STATED PROBLEM:
Please substitute "sliced tomato" for "stacked tomato" in everything from the start of the records down to the line containing "M56 38L60 36L60 1L36 0L26 3L22 17L37 33Z", and give those lines back otherwise unchanged.

INFORMATION GIVEN:
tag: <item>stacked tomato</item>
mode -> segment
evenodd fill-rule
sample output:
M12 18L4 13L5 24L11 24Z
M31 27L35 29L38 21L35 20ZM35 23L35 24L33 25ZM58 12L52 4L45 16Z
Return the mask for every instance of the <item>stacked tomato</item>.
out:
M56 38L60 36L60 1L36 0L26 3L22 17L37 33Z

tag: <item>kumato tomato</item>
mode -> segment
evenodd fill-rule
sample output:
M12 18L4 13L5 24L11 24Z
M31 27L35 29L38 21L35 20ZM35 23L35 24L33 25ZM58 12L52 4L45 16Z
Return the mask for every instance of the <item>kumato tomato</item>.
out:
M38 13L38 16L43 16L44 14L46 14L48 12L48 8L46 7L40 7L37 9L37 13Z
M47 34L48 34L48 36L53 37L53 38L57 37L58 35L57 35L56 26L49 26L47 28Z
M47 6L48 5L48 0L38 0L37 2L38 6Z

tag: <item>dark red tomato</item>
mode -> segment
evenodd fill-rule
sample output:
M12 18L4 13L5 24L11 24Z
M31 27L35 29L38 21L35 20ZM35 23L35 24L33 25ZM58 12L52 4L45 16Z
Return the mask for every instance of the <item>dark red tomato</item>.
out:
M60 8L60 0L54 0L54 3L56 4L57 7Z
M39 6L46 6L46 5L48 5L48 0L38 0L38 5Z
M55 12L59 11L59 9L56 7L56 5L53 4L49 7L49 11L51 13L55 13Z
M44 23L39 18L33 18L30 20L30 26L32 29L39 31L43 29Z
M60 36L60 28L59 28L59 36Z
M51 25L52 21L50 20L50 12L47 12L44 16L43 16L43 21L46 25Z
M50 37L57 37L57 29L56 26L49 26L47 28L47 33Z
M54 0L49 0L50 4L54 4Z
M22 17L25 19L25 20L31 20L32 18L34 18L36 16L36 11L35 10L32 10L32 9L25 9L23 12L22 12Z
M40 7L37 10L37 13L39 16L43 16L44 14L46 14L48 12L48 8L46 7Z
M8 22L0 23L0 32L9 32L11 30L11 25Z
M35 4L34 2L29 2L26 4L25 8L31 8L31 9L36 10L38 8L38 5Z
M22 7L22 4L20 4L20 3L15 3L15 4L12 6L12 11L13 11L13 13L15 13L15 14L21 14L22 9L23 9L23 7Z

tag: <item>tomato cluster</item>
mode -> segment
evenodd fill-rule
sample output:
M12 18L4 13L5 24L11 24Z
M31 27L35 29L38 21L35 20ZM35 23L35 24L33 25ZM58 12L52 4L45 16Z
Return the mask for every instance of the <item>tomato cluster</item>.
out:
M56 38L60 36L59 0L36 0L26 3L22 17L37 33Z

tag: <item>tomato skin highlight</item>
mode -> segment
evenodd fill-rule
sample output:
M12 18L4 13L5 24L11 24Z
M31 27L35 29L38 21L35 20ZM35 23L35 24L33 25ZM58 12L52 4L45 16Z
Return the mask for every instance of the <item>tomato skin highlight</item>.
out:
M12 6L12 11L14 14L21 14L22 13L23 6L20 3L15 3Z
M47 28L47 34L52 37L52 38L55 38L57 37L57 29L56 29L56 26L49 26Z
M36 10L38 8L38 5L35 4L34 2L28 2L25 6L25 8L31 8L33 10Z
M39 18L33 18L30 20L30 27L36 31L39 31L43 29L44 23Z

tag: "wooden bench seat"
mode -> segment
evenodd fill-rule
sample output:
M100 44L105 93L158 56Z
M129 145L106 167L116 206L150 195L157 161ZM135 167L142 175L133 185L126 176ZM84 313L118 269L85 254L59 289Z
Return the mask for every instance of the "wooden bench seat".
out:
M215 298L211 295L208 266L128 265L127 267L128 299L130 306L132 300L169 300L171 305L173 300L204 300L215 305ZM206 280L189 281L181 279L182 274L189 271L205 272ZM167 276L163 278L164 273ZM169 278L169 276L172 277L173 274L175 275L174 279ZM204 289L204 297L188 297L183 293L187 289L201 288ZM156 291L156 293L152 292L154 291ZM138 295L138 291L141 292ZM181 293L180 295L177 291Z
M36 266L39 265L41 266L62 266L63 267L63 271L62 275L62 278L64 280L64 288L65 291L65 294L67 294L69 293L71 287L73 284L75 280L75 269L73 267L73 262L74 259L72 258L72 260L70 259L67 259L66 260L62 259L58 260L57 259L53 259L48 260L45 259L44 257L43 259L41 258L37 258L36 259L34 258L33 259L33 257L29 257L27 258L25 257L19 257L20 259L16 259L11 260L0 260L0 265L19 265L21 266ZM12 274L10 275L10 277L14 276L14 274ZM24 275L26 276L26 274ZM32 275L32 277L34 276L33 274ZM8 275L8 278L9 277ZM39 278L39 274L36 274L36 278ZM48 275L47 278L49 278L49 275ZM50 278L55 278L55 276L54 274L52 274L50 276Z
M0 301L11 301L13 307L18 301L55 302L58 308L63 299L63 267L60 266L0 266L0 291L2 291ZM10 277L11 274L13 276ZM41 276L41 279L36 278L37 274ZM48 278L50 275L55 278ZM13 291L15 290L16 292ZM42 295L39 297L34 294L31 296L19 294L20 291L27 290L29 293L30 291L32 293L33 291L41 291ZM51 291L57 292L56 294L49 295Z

EXERCISE SOLUTION:
tag: <item>sliced tomato</item>
mode -> segment
evenodd fill-rule
sample output:
M12 18L4 13L5 24L11 24Z
M31 27L35 29L38 21L35 20ZM35 23L35 24L33 25ZM58 12L52 4L45 16Z
Return the mask for every instance of the <item>sliced tomato</item>.
out:
M56 38L60 36L60 1L36 0L26 3L22 17L37 33Z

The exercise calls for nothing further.